> Stored entries
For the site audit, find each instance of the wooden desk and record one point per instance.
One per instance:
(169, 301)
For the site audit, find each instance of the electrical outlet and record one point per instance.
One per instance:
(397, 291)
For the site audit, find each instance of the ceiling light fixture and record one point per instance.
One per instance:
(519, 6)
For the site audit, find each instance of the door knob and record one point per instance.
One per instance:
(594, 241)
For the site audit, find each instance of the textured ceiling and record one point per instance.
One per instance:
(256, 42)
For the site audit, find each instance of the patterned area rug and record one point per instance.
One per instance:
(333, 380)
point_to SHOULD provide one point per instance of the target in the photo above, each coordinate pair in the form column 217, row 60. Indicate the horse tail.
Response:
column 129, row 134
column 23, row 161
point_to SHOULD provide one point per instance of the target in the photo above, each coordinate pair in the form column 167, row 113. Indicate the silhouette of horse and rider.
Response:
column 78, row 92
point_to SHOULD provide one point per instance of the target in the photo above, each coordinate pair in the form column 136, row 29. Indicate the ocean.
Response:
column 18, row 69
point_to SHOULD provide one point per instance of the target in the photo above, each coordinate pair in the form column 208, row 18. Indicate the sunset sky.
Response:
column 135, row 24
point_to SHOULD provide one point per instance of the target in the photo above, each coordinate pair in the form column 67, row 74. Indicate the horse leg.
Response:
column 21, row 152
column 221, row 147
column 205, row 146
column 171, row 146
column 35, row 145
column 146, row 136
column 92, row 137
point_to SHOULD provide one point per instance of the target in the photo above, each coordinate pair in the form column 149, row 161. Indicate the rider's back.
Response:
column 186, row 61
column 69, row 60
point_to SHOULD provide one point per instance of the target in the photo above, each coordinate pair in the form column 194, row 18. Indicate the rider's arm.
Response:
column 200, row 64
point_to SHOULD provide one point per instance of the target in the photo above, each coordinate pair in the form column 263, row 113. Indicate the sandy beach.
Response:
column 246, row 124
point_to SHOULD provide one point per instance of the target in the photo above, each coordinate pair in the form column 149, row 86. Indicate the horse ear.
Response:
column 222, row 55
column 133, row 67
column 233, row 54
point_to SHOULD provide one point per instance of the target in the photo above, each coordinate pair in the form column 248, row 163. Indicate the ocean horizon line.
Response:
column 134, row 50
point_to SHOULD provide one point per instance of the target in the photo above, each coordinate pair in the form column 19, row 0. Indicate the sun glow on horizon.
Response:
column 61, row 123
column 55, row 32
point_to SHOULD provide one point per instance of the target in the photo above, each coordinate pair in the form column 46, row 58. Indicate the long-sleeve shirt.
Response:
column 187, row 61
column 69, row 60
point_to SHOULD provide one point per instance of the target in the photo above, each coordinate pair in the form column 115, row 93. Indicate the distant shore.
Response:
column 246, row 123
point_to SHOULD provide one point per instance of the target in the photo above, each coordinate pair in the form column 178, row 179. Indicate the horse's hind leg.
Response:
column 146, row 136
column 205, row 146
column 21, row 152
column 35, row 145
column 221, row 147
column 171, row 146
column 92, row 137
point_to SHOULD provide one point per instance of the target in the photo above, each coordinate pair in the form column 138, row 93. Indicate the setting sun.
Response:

> EXERCISE AIM
Restate all of the entries exactly, please.

> SOLUTION TO THE EXERCISE
For the site audit, find each instance of the wooden desk and record one point per instance.
One per instance:
(169, 301)
For the site audit, find each instance of the electrical outlet and record one point per instance.
One per instance:
(397, 291)
For the site audit, find each instance of the ceiling light fixture and record one point per instance.
One per instance:
(519, 6)
For the site audit, find each instance of the door knob and record one point per instance.
One per instance:
(594, 241)
For the site audit, find each instance of the textured ceiling and record one point per instance.
One per instance:
(256, 42)
For the site audit, find each instance of the patterned area rug and record one point per instance.
One per instance:
(333, 380)
point_to SHOULD provide one point per instance of the target in the photo above, each coordinate pair in the form column 217, row 60. Indicate the horse tail.
Response:
column 129, row 134
column 23, row 161
point_to SHOULD provide one point per instance of the target in the photo above, each coordinate pair in the form column 167, row 113. Indicate the silhouette of horse and rider.
Response:
column 78, row 92
point_to SHOULD provide one point per instance of the target in the photo above, each coordinate pair in the form column 136, row 29. Indicate the ocean.
Response:
column 18, row 69
point_to SHOULD provide one point per instance of the target in the photo above, each coordinate pair in the form column 208, row 18. Indicate the sunset sky.
Response:
column 135, row 24
point_to SHOULD provide one point per instance of the target in the photo above, each coordinate pair in the form column 67, row 74. Indicate the horse leg.
Response:
column 21, row 152
column 221, row 147
column 205, row 146
column 171, row 146
column 35, row 145
column 146, row 136
column 92, row 137
point_to SHOULD provide one point per instance of the target in the photo above, each coordinate pair in the form column 149, row 161. Indicate the rider's back.
Response:
column 186, row 61
column 69, row 60
point_to SHOULD provide one point per instance of the target in the photo above, each coordinate pair in the form column 194, row 18. Indicate the rider's arm.
Response:
column 200, row 64
point_to SHOULD provide one point per instance of the target in the photo above, each coordinate pair in the form column 263, row 113. Indicate the sandy beach.
Response:
column 246, row 124
point_to SHOULD provide one point per instance of the target in the photo above, each coordinate pair in the form column 149, row 86. Indicate the horse ear.
Response:
column 222, row 55
column 133, row 67
column 233, row 54
point_to SHOULD provide one point per instance of the target in the photo above, each coordinate pair in the form column 248, row 163. Indicate the ocean horizon line.
Response:
column 134, row 50
point_to SHOULD provide one point per instance of the target in the photo above, each coordinate pair in the form column 19, row 0. Indicate the sun glow on horizon.
Response:
column 61, row 123
column 55, row 32
point_to SHOULD provide one point per instance of the target in the photo above, each coordinate pair in the form column 46, row 58. Indicate the long-sleeve shirt.
Response:
column 187, row 61
column 69, row 60
point_to SHOULD provide one point per instance of the target in the photo above, each coordinate pair in the form column 115, row 93. Indicate the distant shore.
Response:
column 246, row 123
point_to SHOULD provide one point per instance of the target in the photo above, each coordinate pair in the form column 178, row 179. Indicate the horse's hind leg.
Response:
column 146, row 136
column 205, row 146
column 21, row 152
column 35, row 145
column 221, row 147
column 171, row 146
column 92, row 137
point_to SHOULD provide one point per instance of the target in the photo above, each coordinate pair in the form column 138, row 93. Indicate the setting sun.
Response:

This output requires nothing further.